- **SELECTED PASSAGE**:
━━━━━━━━━━

Discrete Representation Learning with VQ-VAE and TensorFlow Probability

Mostly when thinking of Variational Autoencoders (VAEs), we picture the prior as an isotropic Gaussian. But this is by no means a necessity. The Vector Quantised Variational Autoencoder (VQ-VAE) described in van den Oord et al’s “Neural Discrete Representation Learning” features a discrete latent space that allows to learn impressively concise latent representations. In this post, we combine elements of Keras, TensorFlow, and TensorFlow Probability to see if we can generate convincing letters resembling those in Kuzushiji-MNIST.

Sigrid Keydana (RStudio)https://www.rstudio.com/

About two weeks ago, we introduced TensorFlow Probability (TFP), showing how to create and sample from distributions and put them to use in a Variational Autoencoder (VAE) that learns its prior. Today, we move on to a different specimen in the VAE model zoo: the Vector Quantised Variational Autoencoder (VQ-VAE) described in Neural Discrete Representation Learning (Oord, Vinyals, and Kavukcuoglu 2017). This model differs from most VAEs in that its approximate posterior is not continuous, but discrete - hence the “quantised” in the article’s title. We’ll quickly look at what this means, and then dive directly into the code, combining Keras layers, eager execution, and TFP.

Discrete codes

Many phenomena are best thought of, and modeled, as discrete. This holds for phonemes and lexemes in language, higher-level structures in images (think objects instead of pixels),and tasks that necessitate reasoning and planning. The latent code used in most VAEs, however, is continuous - usually it’s a multivariate Gaussian. Continuous-space VAEs have been found very successful in reconstructing their input, but often they suffer from something called posterior collapse: The decoder is so powerful that it may create realistic output given just any input. This means there is no incentive to learn an expressive latent space.

━━━━━━━━━━

- **RECORD SET**:
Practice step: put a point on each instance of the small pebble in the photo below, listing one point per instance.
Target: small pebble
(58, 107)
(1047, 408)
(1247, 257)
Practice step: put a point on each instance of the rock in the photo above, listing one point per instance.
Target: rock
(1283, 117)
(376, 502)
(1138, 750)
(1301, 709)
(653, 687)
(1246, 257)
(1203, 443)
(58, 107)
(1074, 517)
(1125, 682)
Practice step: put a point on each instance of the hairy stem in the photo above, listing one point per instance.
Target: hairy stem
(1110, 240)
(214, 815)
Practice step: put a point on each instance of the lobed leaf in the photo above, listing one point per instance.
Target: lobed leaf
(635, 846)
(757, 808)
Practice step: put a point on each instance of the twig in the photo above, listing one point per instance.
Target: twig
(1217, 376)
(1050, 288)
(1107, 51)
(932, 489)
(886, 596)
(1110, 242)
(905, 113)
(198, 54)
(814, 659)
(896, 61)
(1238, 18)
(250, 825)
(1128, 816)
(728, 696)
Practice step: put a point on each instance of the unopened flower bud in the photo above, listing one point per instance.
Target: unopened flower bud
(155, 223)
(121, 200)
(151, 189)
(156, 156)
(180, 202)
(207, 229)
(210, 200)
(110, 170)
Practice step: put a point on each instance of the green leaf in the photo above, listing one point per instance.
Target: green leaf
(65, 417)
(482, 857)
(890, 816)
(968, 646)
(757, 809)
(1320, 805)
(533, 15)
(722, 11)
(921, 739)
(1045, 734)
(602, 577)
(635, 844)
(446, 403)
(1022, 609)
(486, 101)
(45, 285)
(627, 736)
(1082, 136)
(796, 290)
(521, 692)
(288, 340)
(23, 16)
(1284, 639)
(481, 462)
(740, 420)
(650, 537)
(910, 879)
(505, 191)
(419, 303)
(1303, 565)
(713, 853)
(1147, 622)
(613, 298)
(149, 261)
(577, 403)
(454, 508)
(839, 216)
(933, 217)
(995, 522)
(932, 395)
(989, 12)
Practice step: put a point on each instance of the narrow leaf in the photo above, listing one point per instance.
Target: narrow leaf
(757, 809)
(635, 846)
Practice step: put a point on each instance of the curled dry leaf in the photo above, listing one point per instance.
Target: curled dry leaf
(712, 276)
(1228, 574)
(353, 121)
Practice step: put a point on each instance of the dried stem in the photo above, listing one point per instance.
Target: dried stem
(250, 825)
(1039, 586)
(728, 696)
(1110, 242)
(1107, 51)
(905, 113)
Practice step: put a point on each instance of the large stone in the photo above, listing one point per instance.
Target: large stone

━━━━━━━━━━

- **SET TASK A**:
Render this sentence from the VQ-VAE passage in French: "Many phenomena are best thought of, and modeled, as discrete."
- **SET TASK B**:
Answer these questions from the VQ-VAE passage:
(i) What is the continuous latent code in most VAEs usually?
(ii) The generated letters should resemble those in which dataset?
(iii) According to the citation given, in what year did "Neural Discrete Representation Learning" appear?
- **SET TASK C**:
Summarize the VQ-VAE passage in two sentences.
The rows have no connection to the VQ-VAE passage.

- **WRITTEN RESPONSE A**:
De nombreux phénomènes se conçoivent et se modélisent au mieux comme discrets.

- **WRITTEN RESPONSE B**:
(i) A multivariate Gaussian.
(ii) Kuzushiji-MNIST.
(iii) 2017.

- **WRITTEN RESPONSE C**:
The Vector Quantised Variational Autoencoder differs from most VAEs because its approximate posterior is discrete rather than continuous, and the post combines Keras, TensorFlow, and TensorFlow Probability to try to generate letters resembling those in Kuzushiji-MNIST. Many phenomena are best modeled as discrete, whereas continuous-space VAEs, though successful at reconstructing their input, often suffer from posterior collapse, in which a decoder powerful enough to produce realistic output from any input leaves no incentive to learn an expressive latent space.